[begin The input]

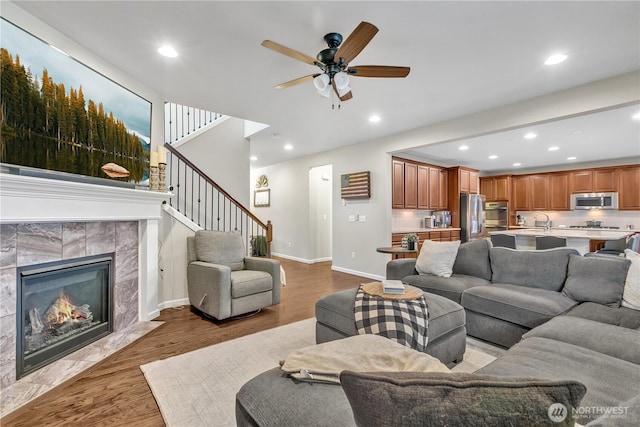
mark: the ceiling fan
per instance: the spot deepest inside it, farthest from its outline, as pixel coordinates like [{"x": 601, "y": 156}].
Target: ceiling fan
[{"x": 334, "y": 62}]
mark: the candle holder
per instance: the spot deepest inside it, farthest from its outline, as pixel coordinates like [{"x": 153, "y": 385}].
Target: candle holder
[
  {"x": 153, "y": 178},
  {"x": 162, "y": 167}
]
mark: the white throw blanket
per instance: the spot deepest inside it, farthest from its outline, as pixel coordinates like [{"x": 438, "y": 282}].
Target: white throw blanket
[{"x": 360, "y": 353}]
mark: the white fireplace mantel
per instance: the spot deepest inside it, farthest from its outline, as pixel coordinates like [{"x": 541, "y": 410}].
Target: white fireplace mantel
[
  {"x": 27, "y": 199},
  {"x": 33, "y": 199}
]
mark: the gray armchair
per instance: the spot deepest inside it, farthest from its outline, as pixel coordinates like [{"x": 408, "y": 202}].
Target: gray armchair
[{"x": 223, "y": 282}]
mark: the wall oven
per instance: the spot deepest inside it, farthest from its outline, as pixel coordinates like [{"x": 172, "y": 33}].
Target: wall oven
[{"x": 496, "y": 216}]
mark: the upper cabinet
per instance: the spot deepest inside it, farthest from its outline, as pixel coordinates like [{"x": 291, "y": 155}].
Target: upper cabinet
[
  {"x": 418, "y": 185},
  {"x": 594, "y": 180},
  {"x": 629, "y": 188},
  {"x": 397, "y": 196},
  {"x": 496, "y": 188}
]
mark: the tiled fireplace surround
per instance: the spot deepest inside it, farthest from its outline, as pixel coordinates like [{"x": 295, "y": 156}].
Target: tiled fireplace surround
[{"x": 46, "y": 220}]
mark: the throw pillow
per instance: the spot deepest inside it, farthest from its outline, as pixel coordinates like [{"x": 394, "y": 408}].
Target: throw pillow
[
  {"x": 437, "y": 258},
  {"x": 631, "y": 294},
  {"x": 459, "y": 399},
  {"x": 596, "y": 279}
]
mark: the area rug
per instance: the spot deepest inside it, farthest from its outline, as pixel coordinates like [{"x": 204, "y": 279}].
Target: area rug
[{"x": 198, "y": 388}]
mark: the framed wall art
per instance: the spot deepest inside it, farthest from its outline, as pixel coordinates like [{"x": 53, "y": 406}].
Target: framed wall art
[{"x": 58, "y": 114}]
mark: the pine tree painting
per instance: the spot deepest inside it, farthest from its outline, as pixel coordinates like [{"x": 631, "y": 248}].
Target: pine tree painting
[{"x": 48, "y": 121}]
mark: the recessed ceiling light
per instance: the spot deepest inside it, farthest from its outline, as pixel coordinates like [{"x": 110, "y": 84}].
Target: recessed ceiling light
[
  {"x": 167, "y": 51},
  {"x": 556, "y": 59}
]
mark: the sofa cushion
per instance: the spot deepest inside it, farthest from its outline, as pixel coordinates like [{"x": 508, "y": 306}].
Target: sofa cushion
[
  {"x": 437, "y": 258},
  {"x": 413, "y": 399},
  {"x": 621, "y": 316},
  {"x": 535, "y": 269},
  {"x": 631, "y": 294},
  {"x": 622, "y": 343},
  {"x": 449, "y": 287},
  {"x": 521, "y": 305},
  {"x": 220, "y": 247},
  {"x": 473, "y": 259},
  {"x": 609, "y": 380},
  {"x": 249, "y": 282},
  {"x": 596, "y": 279}
]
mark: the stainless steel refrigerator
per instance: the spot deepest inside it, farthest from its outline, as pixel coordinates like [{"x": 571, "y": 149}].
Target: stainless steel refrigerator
[{"x": 472, "y": 217}]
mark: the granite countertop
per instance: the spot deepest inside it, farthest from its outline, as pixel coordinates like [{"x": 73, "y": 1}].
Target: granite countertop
[
  {"x": 422, "y": 230},
  {"x": 579, "y": 233}
]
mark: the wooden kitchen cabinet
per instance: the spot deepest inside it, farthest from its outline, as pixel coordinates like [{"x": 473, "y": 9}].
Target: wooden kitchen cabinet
[
  {"x": 410, "y": 185},
  {"x": 496, "y": 188},
  {"x": 538, "y": 185},
  {"x": 423, "y": 187},
  {"x": 397, "y": 196},
  {"x": 605, "y": 180},
  {"x": 520, "y": 193},
  {"x": 629, "y": 188},
  {"x": 599, "y": 180},
  {"x": 559, "y": 197},
  {"x": 443, "y": 195},
  {"x": 582, "y": 181}
]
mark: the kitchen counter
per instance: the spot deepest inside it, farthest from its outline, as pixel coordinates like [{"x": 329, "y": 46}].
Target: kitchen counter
[
  {"x": 421, "y": 230},
  {"x": 579, "y": 233},
  {"x": 578, "y": 238}
]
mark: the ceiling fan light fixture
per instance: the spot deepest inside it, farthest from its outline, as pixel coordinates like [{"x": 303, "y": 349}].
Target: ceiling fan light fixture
[
  {"x": 326, "y": 92},
  {"x": 321, "y": 82},
  {"x": 342, "y": 80}
]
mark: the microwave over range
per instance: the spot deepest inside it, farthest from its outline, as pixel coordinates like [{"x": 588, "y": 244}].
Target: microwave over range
[{"x": 594, "y": 201}]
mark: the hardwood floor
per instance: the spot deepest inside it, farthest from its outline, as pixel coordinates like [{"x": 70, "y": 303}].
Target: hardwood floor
[{"x": 114, "y": 391}]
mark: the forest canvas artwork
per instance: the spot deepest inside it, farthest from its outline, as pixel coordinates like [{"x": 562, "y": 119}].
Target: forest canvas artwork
[{"x": 58, "y": 114}]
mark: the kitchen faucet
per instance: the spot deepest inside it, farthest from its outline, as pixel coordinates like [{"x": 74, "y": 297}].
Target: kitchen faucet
[{"x": 547, "y": 227}]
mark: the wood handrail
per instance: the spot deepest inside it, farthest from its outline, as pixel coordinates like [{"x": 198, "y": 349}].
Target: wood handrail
[{"x": 220, "y": 189}]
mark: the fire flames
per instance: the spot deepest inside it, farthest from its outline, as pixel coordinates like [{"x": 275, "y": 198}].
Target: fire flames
[{"x": 62, "y": 310}]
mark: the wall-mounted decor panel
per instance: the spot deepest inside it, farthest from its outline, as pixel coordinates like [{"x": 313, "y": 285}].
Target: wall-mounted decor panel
[{"x": 355, "y": 185}]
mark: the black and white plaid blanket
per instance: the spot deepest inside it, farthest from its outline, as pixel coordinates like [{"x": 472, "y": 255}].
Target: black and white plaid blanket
[{"x": 405, "y": 321}]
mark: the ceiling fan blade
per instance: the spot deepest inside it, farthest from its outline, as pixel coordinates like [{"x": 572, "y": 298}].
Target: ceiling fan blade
[
  {"x": 288, "y": 52},
  {"x": 378, "y": 71},
  {"x": 296, "y": 81},
  {"x": 357, "y": 40},
  {"x": 347, "y": 96}
]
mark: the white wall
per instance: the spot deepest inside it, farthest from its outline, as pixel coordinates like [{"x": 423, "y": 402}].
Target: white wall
[
  {"x": 289, "y": 189},
  {"x": 320, "y": 212},
  {"x": 222, "y": 153}
]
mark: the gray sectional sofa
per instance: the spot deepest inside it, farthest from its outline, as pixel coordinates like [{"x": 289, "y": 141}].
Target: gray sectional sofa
[
  {"x": 558, "y": 312},
  {"x": 507, "y": 292}
]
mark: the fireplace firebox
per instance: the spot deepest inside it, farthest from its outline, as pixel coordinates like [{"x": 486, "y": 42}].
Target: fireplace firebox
[{"x": 62, "y": 306}]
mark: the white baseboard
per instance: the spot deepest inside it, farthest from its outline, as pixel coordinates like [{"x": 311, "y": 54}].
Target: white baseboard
[
  {"x": 357, "y": 273},
  {"x": 302, "y": 260},
  {"x": 174, "y": 303}
]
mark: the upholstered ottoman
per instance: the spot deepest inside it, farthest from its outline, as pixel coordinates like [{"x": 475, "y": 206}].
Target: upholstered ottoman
[{"x": 335, "y": 319}]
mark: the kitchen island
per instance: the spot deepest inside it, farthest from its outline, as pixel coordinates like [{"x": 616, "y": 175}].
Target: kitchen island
[{"x": 578, "y": 238}]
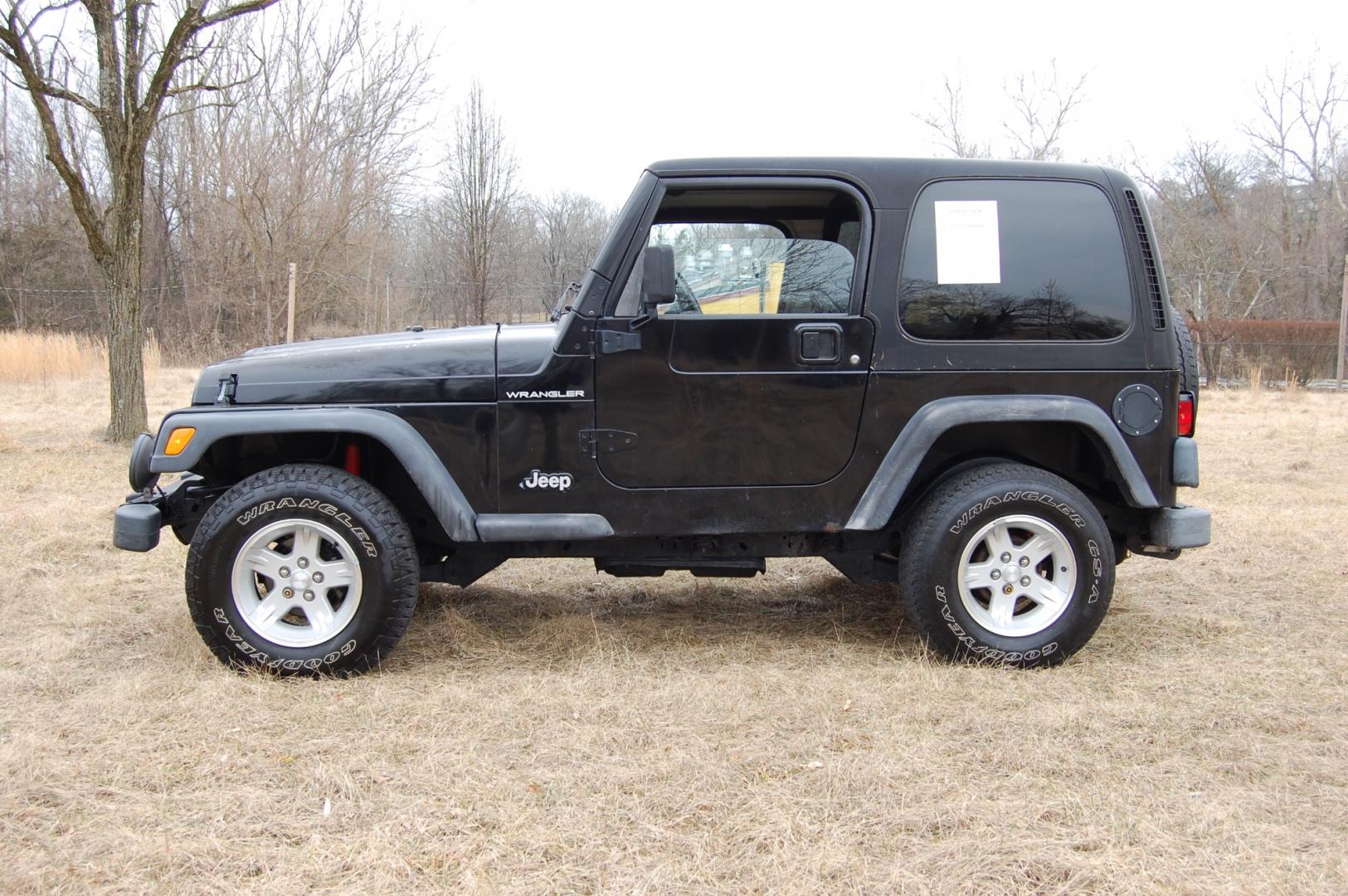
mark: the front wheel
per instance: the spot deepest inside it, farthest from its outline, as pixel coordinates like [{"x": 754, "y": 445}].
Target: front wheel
[
  {"x": 302, "y": 569},
  {"x": 1007, "y": 563}
]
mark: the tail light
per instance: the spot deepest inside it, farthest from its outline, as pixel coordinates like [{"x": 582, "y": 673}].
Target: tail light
[{"x": 1185, "y": 414}]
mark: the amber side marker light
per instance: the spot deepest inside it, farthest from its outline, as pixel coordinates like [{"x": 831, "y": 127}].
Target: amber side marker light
[
  {"x": 1185, "y": 414},
  {"x": 178, "y": 440}
]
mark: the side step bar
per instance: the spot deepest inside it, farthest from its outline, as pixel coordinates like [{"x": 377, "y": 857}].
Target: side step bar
[{"x": 703, "y": 567}]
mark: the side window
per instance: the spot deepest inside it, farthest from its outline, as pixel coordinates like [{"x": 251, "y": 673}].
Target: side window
[
  {"x": 754, "y": 252},
  {"x": 1014, "y": 261}
]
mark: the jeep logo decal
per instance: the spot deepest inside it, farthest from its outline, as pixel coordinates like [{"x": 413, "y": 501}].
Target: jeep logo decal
[{"x": 538, "y": 480}]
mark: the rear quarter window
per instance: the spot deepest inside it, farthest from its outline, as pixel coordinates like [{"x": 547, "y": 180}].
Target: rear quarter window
[{"x": 1014, "y": 261}]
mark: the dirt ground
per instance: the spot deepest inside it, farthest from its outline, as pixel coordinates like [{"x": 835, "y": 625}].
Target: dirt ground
[{"x": 556, "y": 731}]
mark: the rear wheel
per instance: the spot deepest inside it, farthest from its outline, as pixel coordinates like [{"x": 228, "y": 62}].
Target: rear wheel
[
  {"x": 1007, "y": 563},
  {"x": 302, "y": 569}
]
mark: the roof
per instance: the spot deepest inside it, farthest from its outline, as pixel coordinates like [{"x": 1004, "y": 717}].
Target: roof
[{"x": 888, "y": 183}]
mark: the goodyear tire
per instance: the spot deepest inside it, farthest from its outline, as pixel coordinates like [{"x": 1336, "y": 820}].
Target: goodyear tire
[
  {"x": 302, "y": 570},
  {"x": 1006, "y": 563}
]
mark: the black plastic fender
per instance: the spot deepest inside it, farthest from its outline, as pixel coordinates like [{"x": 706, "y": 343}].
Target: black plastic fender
[
  {"x": 901, "y": 462},
  {"x": 440, "y": 489}
]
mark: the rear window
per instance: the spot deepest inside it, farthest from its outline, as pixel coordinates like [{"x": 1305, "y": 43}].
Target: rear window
[{"x": 1014, "y": 261}]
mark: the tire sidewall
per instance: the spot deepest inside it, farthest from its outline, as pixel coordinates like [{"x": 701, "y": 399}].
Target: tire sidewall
[
  {"x": 1093, "y": 554},
  {"x": 243, "y": 514}
]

[end The input]

### [Objective]
From the line with "mark: the black plastic fender" to the last line of the material, give every line again exactly, and only those lines.

### [Exercise solution]
mark: the black plastic fender
per instance: the spot deepest inside it, farthest from its outline, as pixel coordinates like [{"x": 706, "y": 343}].
Target: black plastic fender
[
  {"x": 901, "y": 462},
  {"x": 440, "y": 489}
]
mark: the rear window
per instance: the spot deepest inside it, farthest from its outline, as pixel coordinates like [{"x": 1305, "y": 43}].
Target: rear window
[{"x": 1014, "y": 261}]
mark: the tire sidewall
per instance: the spot deepest inside it, farthest from its outline, as pixel coordinates like [{"x": 701, "y": 399}].
Target: tire sidewall
[
  {"x": 1093, "y": 554},
  {"x": 243, "y": 514}
]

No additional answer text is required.